■ **À FAIRE**:
A) D'après le texte sur l'enseignement explicite, à quel moment les auteurs ont-ils eu connaissance des conférences de Clermont Gauthier ?
B) Poursuivez le texte sur l'enseignement explicite après sa dernière phrase.

Pourquoi cette prise de conscience si tardive ? Je l’explique par le renouvellement progressif des enseignants. Les jeunes instituteurs, formés aux pratiques de « l’École nouvelle » débutèrent leur carrière au courant des années 1970. Puis progressivement, ils ont remplacé les anciens qui partaient à la retraite. Tant que les seules écoles des quartiers populaires étaient touchées, le changement de paradigme pédagogique n’était pas vraiment perçu. Mais lorsque ces nouveaux instituteurs arrivèrent dans les quartiers bourgeois, dans le courant des années 1990, les classes sociales favorisées ont commencé, elles aussi, à souffrir de pratiques pédagogiques dégradées. C’est ainsi qu’au tournant des années 2000, la contestation du dogme pédagogique constructiviste put enfin se faire entendre.

À la fin des années 1990, nous étions dans une école de village près de Nîmes dans le Gard, école dont je suis devenu ensuite le directeur[6]. Grâce à Internet, nous fréquentions les cercles restreints d’enseignants critiques, comme Sauver Les Lettres[7]. C’est par leur intermédiaire que nous avons eu connaissance, au printemps 2006, des conférences données par Clermont Gauthier l’année précédente et surtout de la publication en ligne du fascicule Quelles sont les pédagogies efficaces ?[8].

La lecture de ce document nous a permis de découvrir les travaux menés par Barak Rosenshine et le modèle d’enseignement explicite qu’il y décrit. Jusqu’alors, personne n’en avait pipé mot en France. Tous nos grands chercheurs en sciences de l’éducation et les brillants auteurs qui ont considérablement influencé les dérives du système éducatif français avaient superbement ignoré la question de l’efficacité en éducation. On s’était longuement intéressé à la façon dont l’élève apprend, comment il construit son savoir, mais la façon dont on l’enseigne, si possible efficacement, était une question considérée comme subalterne et que personne ne soulevait.

Comme bien d’autres enseignants expérimentés, nous avons retrouvé dans les pratiques explicites plusieurs dispositifs que nous avions élaborés au fil des années. Mais il y en avait d’autres auxquels nous n’avions pas pensé et qui, dès leur mise en application en classe, donnèrent des résultats tangibles et immédiats.

■ **LIGNES DE DONNÉES**:
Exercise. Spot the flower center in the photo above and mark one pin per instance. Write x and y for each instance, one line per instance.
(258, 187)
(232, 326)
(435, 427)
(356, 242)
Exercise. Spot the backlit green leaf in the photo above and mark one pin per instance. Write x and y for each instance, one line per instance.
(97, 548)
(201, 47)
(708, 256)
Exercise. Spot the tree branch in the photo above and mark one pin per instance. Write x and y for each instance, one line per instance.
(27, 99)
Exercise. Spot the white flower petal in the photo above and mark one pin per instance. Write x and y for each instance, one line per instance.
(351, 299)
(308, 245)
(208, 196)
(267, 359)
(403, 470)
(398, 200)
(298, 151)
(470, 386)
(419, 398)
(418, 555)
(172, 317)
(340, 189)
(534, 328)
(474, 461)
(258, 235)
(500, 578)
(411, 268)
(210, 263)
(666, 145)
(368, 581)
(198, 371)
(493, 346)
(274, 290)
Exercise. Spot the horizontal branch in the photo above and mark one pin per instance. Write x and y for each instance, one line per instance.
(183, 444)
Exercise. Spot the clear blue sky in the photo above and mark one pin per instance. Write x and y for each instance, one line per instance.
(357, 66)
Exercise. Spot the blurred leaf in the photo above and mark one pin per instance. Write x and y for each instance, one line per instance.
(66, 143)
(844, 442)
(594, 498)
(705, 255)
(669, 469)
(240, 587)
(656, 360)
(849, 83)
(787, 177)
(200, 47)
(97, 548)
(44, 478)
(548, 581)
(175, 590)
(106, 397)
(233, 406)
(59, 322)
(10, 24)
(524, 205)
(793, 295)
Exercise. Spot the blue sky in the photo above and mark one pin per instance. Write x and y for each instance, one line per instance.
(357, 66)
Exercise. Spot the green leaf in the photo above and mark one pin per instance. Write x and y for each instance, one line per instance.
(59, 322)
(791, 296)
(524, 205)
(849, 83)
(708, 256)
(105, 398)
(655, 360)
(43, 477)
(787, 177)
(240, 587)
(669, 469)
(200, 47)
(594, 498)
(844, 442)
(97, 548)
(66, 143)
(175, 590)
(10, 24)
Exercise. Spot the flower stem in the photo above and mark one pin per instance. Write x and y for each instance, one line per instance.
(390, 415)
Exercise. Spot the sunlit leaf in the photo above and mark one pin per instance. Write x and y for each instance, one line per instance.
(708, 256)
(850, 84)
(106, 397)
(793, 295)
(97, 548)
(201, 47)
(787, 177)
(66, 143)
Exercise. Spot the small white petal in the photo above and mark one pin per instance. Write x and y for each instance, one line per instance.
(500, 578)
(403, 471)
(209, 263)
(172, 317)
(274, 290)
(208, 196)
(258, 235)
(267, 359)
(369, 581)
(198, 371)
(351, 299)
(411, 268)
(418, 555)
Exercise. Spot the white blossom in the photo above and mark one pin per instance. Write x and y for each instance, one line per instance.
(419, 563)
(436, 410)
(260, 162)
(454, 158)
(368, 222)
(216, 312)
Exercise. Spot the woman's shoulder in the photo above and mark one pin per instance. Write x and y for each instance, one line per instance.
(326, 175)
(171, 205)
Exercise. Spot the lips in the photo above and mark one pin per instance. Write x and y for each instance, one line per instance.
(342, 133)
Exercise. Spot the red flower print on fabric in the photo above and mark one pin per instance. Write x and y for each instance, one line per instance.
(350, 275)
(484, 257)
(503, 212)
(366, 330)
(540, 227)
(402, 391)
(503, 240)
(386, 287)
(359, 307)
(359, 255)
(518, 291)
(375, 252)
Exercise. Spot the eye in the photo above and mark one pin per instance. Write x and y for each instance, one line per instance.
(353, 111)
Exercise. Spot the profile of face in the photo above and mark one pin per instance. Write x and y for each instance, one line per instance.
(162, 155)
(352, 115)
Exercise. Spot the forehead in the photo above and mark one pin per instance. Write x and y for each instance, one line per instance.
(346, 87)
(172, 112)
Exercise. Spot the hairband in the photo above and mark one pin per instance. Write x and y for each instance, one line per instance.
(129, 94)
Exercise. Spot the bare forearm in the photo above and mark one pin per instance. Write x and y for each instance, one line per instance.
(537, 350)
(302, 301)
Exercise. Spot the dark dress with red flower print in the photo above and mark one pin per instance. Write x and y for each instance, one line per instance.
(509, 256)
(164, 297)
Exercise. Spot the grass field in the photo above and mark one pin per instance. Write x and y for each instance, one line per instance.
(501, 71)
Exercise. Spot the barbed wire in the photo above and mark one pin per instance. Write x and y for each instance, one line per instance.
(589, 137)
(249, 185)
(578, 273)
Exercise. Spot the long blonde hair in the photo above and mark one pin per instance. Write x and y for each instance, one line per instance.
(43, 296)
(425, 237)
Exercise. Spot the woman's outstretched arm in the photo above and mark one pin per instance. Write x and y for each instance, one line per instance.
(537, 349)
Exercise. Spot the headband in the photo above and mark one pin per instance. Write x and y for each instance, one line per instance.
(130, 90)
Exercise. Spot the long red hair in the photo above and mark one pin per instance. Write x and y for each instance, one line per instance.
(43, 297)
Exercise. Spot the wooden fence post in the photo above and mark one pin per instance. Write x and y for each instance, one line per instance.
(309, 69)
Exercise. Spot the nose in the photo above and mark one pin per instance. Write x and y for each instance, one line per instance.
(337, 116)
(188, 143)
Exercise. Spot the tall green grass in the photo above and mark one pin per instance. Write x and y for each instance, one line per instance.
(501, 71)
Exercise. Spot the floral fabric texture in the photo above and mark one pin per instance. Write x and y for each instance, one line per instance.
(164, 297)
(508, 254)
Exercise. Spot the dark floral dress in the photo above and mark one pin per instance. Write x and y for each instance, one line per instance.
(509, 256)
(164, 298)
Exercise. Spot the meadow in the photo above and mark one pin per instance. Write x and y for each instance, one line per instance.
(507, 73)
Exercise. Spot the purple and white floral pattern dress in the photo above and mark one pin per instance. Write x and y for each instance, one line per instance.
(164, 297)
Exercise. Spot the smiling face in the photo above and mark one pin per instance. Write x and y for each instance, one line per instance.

■ **LES RÉSULTATS**:
A) Au printemps 2006.

B)
Nous fûmes donc tout de suite convaincus du potentiel de renouveau pédagogique qu’offrait le modèle de Rosenshine.

Nous décidâmes alors de faire connaître l’Enseignement Explicite par l’intermédiaire de notre site Internet[9] qui, jusqu’alors, évoquait les problèmes éducatifs et bénéficiait déjà d’un nombre de visites non négligeable. Au début de l’été 2006, nous demandons aux instituteurs qui sont intéressés de nous rejoindre au sein d’un réseau d’enseignants du Primaire. Le projet démarre et nous parvenons rapidement à rassembler plusieurs dizaines de collègues prêts à expérimenter les pratiques explicites dans leur classe.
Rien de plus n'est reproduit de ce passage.